---------- Records provided

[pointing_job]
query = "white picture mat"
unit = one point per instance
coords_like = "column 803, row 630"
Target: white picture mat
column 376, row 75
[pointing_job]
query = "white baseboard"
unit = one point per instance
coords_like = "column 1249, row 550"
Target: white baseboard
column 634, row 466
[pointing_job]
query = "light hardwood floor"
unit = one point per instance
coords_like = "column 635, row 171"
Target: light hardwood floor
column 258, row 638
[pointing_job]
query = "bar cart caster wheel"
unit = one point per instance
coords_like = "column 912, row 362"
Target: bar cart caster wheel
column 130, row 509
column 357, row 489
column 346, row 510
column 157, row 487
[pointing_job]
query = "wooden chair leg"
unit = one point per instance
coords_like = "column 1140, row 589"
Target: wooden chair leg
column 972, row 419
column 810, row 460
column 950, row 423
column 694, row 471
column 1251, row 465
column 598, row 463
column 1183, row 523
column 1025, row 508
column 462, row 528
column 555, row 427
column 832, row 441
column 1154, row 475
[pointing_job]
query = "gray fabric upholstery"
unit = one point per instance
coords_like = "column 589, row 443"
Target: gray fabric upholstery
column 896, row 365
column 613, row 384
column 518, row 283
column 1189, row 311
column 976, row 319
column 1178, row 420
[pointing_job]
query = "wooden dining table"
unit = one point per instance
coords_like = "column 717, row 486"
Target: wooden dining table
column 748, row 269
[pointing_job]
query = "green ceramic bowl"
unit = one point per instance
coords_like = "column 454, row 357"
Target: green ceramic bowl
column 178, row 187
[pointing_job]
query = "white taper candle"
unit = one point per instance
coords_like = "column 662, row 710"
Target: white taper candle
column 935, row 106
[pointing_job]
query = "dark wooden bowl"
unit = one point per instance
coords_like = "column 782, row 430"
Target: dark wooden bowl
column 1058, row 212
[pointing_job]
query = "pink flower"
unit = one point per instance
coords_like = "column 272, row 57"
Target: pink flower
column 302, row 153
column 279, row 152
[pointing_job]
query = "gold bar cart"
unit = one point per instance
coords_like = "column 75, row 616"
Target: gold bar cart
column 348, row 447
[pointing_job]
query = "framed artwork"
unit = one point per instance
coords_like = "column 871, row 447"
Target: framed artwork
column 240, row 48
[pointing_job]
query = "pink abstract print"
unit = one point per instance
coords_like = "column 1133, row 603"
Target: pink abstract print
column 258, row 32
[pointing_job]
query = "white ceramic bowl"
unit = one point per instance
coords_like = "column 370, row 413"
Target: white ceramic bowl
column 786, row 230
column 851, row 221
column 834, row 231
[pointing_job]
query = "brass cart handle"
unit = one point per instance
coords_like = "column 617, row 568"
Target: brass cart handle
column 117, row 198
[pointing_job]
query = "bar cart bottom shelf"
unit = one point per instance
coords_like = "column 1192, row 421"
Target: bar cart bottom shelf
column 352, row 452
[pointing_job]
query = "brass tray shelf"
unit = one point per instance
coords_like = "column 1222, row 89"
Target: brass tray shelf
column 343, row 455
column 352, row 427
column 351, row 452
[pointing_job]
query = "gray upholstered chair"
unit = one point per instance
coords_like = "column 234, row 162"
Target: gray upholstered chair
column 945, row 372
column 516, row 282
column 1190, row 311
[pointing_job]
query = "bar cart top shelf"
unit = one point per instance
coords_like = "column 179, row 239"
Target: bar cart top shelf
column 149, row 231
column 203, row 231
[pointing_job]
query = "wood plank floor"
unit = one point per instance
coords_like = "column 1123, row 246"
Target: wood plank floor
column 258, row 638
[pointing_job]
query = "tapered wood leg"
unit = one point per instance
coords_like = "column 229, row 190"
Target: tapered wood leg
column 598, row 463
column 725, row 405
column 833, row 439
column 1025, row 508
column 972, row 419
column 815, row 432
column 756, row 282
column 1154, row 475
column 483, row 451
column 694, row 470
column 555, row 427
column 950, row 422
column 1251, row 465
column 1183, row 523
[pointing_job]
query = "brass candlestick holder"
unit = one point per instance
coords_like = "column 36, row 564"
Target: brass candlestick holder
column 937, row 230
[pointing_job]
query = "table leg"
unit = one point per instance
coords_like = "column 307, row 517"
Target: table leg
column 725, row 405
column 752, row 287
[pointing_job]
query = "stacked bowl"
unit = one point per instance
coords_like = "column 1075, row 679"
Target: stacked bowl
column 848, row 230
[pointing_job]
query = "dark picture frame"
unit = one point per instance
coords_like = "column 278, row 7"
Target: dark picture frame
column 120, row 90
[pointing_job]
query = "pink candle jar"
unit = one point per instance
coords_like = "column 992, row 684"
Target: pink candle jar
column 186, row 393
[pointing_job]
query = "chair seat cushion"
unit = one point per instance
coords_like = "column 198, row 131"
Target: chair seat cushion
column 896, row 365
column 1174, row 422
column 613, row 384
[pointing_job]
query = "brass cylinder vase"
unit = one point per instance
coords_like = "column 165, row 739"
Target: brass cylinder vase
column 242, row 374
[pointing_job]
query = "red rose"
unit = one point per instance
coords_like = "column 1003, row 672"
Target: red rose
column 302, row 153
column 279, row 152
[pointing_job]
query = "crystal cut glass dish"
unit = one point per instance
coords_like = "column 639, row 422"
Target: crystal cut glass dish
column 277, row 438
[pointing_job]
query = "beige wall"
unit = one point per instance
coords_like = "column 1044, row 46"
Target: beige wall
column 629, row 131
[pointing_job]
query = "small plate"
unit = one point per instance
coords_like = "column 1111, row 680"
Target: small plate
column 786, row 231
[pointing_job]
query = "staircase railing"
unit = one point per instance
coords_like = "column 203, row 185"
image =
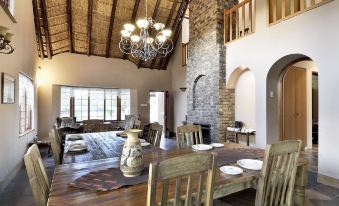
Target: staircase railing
column 239, row 20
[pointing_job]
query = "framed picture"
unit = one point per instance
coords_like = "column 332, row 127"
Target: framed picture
column 7, row 89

--------------------

Your task: This exercise needs every entry retyped exactly, with the pictures removed.

Final answer:
[pointing_job]
query = "white picture mat"
unit = one point per instance
coords_like = "column 803, row 630"
Target: white picture mat
column 376, row 75
[pointing_job]
query = "white baseboard"
unit = one point per instance
coords_like = "column 1249, row 550"
Target: white baseboard
column 634, row 466
[pointing_job]
query = "light hardwood floor"
unit = one point per instance
coords_like = "column 635, row 171"
Target: light hardwood floor
column 258, row 638
[pointing_job]
query = "bar cart caster wheel"
unit = one point per instance
coords_like = "column 912, row 362"
Target: bar cart caster wheel
column 130, row 509
column 357, row 489
column 346, row 510
column 157, row 487
[pointing_job]
query = "wooden chair leg"
unit = one point per instance
coords_like = "column 1140, row 589"
Target: wooden chair leg
column 972, row 419
column 810, row 460
column 950, row 423
column 694, row 471
column 1251, row 465
column 598, row 463
column 1183, row 523
column 1025, row 508
column 462, row 528
column 555, row 427
column 832, row 441
column 1154, row 475
[pointing_job]
query = "gray fabric upholstery"
unit = one point per instance
coords_like = "column 589, row 443"
Target: gray fabric upholstery
column 896, row 365
column 613, row 384
column 518, row 283
column 1189, row 311
column 976, row 319
column 1178, row 420
[pointing_job]
query = "wooden dining table"
unit = one point per instance
coords_like = "column 717, row 486"
Target: wooden dining table
column 748, row 269
[pointing_job]
query = "green ceramic bowl"
unit = one point per instance
coords_like = "column 454, row 357"
Target: green ceramic bowl
column 178, row 187
[pointing_job]
query = "white taper candle"
unit = one point per instance
coords_like = "column 662, row 710"
Target: white taper candle
column 935, row 106
[pointing_job]
query = "dark wooden bowl"
unit = one point per instance
coords_like = "column 782, row 430"
Target: dark wooden bowl
column 1058, row 212
[pointing_job]
query = "pink flower"
unit = one point per instance
coords_like = "column 272, row 57"
Target: pink flower
column 302, row 153
column 279, row 152
[pointing_job]
query = "gold bar cart"
unit = one point per instance
coords_like = "column 75, row 616"
Target: gold bar cart
column 348, row 447
[pointing_job]
query = "framed artwork"
unit = one point per instance
coords_like = "column 871, row 447"
Target: framed artwork
column 240, row 48
[pointing_job]
query = "pink abstract print"
unit = one point per instance
coords_like = "column 1133, row 603"
Target: pink abstract print
column 258, row 32
[pointing_job]
query = "white ceramic bowl"
unit = one point per instance
coords_like = "column 370, row 413"
Target: white ceramic bowl
column 786, row 230
column 851, row 221
column 834, row 231
[pointing_job]
query = "brass cart handle"
unit = one point per instance
coords_like = "column 617, row 568"
Target: brass cart handle
column 117, row 198
[pointing_job]
query = "bar cart bottom shelf"
unit = one point per instance
coords_like = "column 1192, row 421"
Target: bar cart bottom shelf
column 352, row 452
[pointing_job]
query = "brass tray shelf"
unit = one point per instance
coords_like = "column 1222, row 89"
Target: brass tray shelf
column 343, row 455
column 352, row 427
column 351, row 452
[pointing_job]
query = "gray upholstered chair"
unit = one point per instance
coords_like = "column 234, row 162"
Target: gray upholstered chair
column 945, row 372
column 516, row 282
column 1190, row 311
[pointing_job]
query = "bar cart top shelf"
unit = one point per instance
coords_like = "column 179, row 239"
Target: bar cart top shelf
column 149, row 231
column 203, row 231
[pointing_job]
query = "wood plank floor"
unit = one point per instance
coords_like = "column 1123, row 246"
Target: wood plank floor
column 258, row 638
[pointing_job]
query = "tapered wood leg"
unit = one point per instance
coords_like = "column 229, row 190"
Target: tapered wood leg
column 598, row 463
column 725, row 405
column 833, row 439
column 1025, row 508
column 972, row 419
column 815, row 432
column 756, row 282
column 1154, row 475
column 483, row 451
column 694, row 470
column 555, row 427
column 950, row 422
column 1251, row 465
column 1183, row 523
[pointing_job]
query = "brass candlestick holder"
unit = one point per instance
coords_like = "column 36, row 564"
Target: brass candlestick holder
column 937, row 230
[pointing_job]
query = "table leg"
unit = one point per instance
coords_like = "column 307, row 517"
Target: table leg
column 725, row 405
column 752, row 287
[pointing_job]
query = "stacked bowl"
unit = one point per instance
coords_like = "column 1075, row 679"
Target: stacked bowl
column 848, row 230
[pointing_job]
query = "dark picture frame"
unit = one point per instance
coords_like = "column 278, row 7"
Target: dark picture frame
column 120, row 90
[pointing_job]
query = "pink candle jar"
unit = one point per instance
coords_like = "column 992, row 684"
Target: pink candle jar
column 186, row 393
[pointing_job]
query = "chair seat cushion"
unit = one point per instance
coords_like = "column 198, row 131"
Target: chair seat cushion
column 896, row 365
column 1174, row 422
column 613, row 384
[pointing_job]
query = "brass cylinder vase"
unit = one point per instance
coords_like = "column 165, row 739"
Target: brass cylinder vase
column 242, row 374
[pointing_job]
query = "red rose"
unit = one point per instance
coords_like = "column 1003, row 672"
Target: red rose
column 302, row 153
column 279, row 152
[pointing_job]
query = "crystal cut glass dish"
unit = one point per instance
coords_like = "column 639, row 422"
Target: crystal cut glass dish
column 277, row 438
[pointing_job]
query = "beige wall"
unit = one point per instance
coords_like = "column 1044, row 46"
Target: beige wall
column 629, row 131
[pointing_job]
query = "small plate"
unit = one point per instance
coords_like = "column 1111, row 680"
Target: small plate
column 786, row 231
[pointing_job]
query = "staircase railing"
unit = one point per instance
coords_like = "column 203, row 185"
image =
Target: staircase railing
column 239, row 20
[pointing_job]
query = "framed picture"
unit = one point per instance
coords_like = "column 332, row 127"
Target: framed picture
column 7, row 89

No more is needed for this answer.